TASK INSTRUCTIONS: Write out the data again in full, exactly as it reads.

ENTRIES SUPPLIED:
-*-
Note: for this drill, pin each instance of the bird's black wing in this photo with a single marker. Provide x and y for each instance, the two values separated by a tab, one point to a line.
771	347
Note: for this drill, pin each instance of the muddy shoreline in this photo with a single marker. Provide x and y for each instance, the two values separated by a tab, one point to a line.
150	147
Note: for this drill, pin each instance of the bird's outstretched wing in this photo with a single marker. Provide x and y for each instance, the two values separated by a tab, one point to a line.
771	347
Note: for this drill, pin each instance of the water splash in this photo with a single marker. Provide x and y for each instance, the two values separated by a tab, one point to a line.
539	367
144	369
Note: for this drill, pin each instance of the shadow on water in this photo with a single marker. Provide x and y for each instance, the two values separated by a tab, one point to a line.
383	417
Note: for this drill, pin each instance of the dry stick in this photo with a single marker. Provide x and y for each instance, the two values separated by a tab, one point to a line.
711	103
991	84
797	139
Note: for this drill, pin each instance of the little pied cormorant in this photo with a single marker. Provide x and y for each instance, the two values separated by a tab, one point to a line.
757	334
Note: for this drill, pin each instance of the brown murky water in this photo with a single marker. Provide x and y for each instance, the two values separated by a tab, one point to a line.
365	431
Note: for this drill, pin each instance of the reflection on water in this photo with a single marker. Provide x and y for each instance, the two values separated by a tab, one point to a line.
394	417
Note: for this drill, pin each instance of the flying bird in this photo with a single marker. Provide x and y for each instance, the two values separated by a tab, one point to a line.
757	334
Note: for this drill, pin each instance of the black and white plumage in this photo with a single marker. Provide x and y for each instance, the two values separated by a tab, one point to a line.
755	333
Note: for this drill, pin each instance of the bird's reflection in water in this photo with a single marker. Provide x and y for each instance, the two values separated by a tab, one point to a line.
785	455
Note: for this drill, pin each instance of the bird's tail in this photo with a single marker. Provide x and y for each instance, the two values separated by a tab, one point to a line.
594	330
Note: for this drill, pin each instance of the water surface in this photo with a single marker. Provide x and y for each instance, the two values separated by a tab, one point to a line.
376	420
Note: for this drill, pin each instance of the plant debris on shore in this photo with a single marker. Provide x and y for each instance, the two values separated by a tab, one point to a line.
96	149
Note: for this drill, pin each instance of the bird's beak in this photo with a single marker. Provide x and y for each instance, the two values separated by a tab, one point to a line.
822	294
-*-
EXERCISE SOLUTION:
Note: for this drill, pin each instance of the bird's black wing in this photo with a single marker. Provide x and y for each instance, the two values separated by a tab, one point to a line.
771	347
Note: for this drill, pin each instance of the muddy shoreline in this photo with a single marker. Provide x and y for each instance, the two values separated by a tab, one point to a line.
150	147
Note: for this drill, pin each instance of the bird's outstretched wing in this photo with a single marker. Provide x and y for each instance, the two values separated by a tab, one point to a line.
771	347
Note: for this drill, pin each instance of the water splash in this photo with a single marker. Provide x and y for each instance, the two values separated by a tab, one point to a line.
539	367
144	369
Note: for this drill, pin each instance of the shadow on water in this photo with a single marker. Provide x and y for each instance, the two values separated by a tab, one point to a line.
383	417
Note: for this drill, pin each instance of the dry stick in this photo with a single marker. Provide x and y for each instance, the two values separated by a tab, one point to a line.
711	103
991	84
797	139
Note: for this drill, pin each instance of the little pied cormorant in this photo with a single marker. Provide x and y for each instance, the two values separated by a tab, one point to a line.
757	334
Note: for this drill, pin each instance of the brown murky water in this photo with a single marker. Provide x and y for each instance, the two values separated by a tab, one point to a line.
365	431
Note: for this drill, pin each instance of the reflection on water in this photo with a single marker. Provide x and y for each instance, the two values separated by a tab, one point to a line.
394	417
Note: for this drill, pin each instance of the flying bird in this photo with a single marker. Provide x and y for each instance, the two values separated by a tab, one point to a line.
757	334
Note: for this drill, pin each instance of the black and white plumage in this photo with a single marker. Provide x and y for each instance, the two values separated by a tab, one point to a line.
755	333
Note: for this drill, pin each instance of the bird's reflection in water in this photo with a single marker. Provide x and y for each instance, the two values separated by a tab, one point to a line.
785	455
Note: for this drill, pin each instance of the bird's tail in this photo with a single marker. Provide x and y for each instance, the two values separated by a tab, one point to a line.
594	330
Note: for this drill, pin each instance of the water surface in this photo with a single marker. Provide x and y for each instance, the two values separated by a tab, one point to a line.
376	420
Note: for this drill, pin each instance of the plant debris on shore in this photo with a single marker. Provide x and y for each instance, the two values separated by a tab, one point to a line.
96	149
Note: for this drill, pin each instance of the bird's beak in this photo with a single marker. Provide x and y for each instance, the two values separated by a tab, one point to a line.
822	294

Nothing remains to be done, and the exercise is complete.